Collected data entries:

━━━━

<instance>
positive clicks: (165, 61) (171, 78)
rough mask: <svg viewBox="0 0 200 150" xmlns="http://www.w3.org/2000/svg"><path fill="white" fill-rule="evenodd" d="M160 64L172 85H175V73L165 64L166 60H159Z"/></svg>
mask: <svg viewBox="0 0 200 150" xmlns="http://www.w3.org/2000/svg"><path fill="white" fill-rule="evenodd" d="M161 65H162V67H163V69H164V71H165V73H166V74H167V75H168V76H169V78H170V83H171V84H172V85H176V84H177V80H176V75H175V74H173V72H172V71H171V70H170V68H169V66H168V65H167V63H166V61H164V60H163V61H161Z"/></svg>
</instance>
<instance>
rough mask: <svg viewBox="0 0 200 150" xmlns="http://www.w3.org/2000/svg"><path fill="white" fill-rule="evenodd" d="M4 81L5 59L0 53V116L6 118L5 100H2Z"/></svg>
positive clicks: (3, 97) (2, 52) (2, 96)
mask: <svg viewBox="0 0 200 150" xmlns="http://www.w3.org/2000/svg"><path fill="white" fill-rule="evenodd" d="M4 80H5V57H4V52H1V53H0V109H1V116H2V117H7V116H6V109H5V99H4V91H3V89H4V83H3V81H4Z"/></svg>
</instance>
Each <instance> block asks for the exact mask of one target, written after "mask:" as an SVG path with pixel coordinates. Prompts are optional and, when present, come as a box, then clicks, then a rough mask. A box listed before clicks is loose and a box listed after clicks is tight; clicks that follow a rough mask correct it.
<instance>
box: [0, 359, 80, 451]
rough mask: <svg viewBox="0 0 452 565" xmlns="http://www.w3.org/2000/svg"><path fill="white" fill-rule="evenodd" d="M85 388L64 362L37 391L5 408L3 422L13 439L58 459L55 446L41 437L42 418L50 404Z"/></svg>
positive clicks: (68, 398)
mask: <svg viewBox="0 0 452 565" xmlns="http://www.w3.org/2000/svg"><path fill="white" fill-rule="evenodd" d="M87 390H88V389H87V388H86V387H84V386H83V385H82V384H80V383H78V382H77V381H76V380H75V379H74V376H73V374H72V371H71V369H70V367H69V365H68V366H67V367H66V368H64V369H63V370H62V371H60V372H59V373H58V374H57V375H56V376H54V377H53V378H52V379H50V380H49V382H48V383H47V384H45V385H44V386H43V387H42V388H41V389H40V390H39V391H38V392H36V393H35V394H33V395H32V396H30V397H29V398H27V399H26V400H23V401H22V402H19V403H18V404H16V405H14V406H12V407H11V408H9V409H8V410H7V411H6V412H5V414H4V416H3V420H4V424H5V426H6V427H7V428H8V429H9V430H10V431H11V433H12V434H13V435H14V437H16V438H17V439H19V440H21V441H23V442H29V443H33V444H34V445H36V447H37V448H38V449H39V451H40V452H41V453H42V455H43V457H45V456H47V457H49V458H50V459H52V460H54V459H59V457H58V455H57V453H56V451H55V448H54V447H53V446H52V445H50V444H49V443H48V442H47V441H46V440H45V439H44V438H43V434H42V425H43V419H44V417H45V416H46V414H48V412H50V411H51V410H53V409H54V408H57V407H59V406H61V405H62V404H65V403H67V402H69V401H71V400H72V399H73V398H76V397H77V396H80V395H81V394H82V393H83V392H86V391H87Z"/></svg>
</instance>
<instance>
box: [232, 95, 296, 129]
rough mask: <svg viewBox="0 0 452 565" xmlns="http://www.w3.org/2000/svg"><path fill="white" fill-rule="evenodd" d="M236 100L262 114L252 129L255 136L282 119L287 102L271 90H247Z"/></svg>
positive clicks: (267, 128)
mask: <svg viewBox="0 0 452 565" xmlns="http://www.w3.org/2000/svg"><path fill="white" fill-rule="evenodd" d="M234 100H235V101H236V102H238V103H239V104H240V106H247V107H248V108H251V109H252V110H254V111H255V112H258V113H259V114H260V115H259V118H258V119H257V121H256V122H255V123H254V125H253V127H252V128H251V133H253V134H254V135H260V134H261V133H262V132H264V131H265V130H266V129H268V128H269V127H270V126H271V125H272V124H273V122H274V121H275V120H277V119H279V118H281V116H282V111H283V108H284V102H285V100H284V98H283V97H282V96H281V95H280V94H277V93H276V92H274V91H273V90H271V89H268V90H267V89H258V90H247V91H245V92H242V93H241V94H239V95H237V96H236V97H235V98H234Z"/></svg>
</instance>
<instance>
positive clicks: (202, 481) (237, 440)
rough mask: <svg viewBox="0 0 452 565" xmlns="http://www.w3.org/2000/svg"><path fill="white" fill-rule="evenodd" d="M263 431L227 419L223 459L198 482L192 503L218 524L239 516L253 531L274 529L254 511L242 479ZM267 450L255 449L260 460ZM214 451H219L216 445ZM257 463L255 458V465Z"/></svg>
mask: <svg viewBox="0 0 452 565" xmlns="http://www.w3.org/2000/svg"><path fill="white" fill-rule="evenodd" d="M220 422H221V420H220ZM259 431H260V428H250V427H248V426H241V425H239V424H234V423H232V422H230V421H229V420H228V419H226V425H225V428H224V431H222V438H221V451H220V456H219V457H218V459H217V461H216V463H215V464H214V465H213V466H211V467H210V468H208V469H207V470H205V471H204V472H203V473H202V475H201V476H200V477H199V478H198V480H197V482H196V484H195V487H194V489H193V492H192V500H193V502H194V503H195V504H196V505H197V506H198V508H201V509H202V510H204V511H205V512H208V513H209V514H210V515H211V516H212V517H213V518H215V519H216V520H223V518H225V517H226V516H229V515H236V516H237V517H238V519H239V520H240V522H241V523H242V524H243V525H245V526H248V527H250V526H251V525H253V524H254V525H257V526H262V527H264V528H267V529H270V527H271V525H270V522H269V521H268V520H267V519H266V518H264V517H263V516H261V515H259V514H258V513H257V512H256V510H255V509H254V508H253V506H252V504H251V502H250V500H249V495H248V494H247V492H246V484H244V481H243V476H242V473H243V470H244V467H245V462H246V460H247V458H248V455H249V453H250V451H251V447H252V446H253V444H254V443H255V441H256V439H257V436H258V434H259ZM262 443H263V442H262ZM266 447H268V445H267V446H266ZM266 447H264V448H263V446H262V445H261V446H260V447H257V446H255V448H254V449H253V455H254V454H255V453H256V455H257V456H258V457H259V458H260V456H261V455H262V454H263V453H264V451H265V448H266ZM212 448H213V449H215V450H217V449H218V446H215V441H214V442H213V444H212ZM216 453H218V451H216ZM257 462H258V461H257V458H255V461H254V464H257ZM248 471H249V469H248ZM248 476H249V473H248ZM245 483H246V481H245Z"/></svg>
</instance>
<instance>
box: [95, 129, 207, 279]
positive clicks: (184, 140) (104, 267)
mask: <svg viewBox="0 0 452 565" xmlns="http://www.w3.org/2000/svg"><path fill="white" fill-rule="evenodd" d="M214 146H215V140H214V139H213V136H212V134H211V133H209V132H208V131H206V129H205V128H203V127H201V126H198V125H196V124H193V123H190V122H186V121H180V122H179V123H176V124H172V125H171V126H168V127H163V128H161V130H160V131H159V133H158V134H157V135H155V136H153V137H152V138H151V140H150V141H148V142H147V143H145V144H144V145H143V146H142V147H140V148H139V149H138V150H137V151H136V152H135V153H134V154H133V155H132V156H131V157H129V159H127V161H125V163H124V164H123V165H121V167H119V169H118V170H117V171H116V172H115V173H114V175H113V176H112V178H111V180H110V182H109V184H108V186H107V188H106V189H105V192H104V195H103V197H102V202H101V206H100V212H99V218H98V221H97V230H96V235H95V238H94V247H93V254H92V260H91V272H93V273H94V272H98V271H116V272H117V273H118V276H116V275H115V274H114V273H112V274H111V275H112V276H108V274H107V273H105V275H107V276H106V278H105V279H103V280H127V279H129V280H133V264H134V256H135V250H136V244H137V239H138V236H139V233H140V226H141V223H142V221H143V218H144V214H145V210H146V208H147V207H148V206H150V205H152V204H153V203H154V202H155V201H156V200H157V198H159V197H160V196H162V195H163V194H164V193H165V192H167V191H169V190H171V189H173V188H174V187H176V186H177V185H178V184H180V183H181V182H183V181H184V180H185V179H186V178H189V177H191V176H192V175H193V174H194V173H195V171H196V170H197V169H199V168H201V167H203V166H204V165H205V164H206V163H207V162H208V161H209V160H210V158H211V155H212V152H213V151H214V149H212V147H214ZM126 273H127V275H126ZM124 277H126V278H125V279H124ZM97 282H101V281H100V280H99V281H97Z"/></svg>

━━━━

* **Task statement**: Show each line of the data above that contains the string "positive". The match is case-sensitive.

* **Completed task**:
positive clicks: (165, 61) (171, 78)
positive clicks: (3, 97) (2, 52) (2, 96)
positive clicks: (68, 398)
positive clicks: (267, 128)
positive clicks: (202, 481) (237, 440)
positive clicks: (184, 140) (104, 267)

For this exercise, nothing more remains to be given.